-- Exercise tasks --
a - In the post asking whether to end a relationship, how old is the writer's boyfriend?
b - Reproduce the part of the relationship post that opens with "The thing is" and closes with "in together soon.", swapping "moving in together" for "getting engaged".

-- Document text --
---+---
Should I end it?

I've been with my boyfriend for 3 years now. We have a great relationship and I love him. Everything is nice and comfortable. Not the passion they show you in movies, but I don't think that exists in real life and realistic love.

The thing is that this is my first serious relationship and my first sexual relationship. Since I am 21, he is 24 and we've been together for 3 years now, you can't help but think about the future. We're thinking about moving in together soon.

I am happy about how we get along and everything is nice, but I've never pictured myself as someone that will only have one serious relationship and only one sexual partner her entire life.

This didn't use to bother me as much before, but now I am living abroad for a few months, away from him, and I get the chance to go to a lot of parties and meet a lot of cool guys, who I like. I don't want to cheat on my boyfriend and hurt him. But I can't help noticing how cute other guys are and I like the attention when flirting with them.
---+---
-- Record extracts --
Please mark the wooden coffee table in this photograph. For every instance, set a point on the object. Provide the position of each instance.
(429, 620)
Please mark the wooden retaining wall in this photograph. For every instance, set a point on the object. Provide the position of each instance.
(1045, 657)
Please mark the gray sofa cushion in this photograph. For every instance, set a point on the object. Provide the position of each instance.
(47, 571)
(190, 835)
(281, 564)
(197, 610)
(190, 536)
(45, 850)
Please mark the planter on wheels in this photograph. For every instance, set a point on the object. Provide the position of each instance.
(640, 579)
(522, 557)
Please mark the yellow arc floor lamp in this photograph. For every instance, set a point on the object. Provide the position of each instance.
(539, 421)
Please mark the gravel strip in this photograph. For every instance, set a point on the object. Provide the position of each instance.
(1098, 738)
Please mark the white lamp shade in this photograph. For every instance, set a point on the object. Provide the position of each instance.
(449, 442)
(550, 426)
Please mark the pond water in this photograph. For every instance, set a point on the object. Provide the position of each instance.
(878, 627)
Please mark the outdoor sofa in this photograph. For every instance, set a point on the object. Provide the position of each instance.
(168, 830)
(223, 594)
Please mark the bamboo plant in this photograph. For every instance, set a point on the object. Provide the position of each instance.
---+---
-- Solutions to the exercise --
a - He is 24.

b -
The thing is that this is my first serious relationship and my first sexual relationship. Since I am 21, he is 24 and we've been together for 3 years now, you can't help but think about the future. We're thinking about getting engaged soon.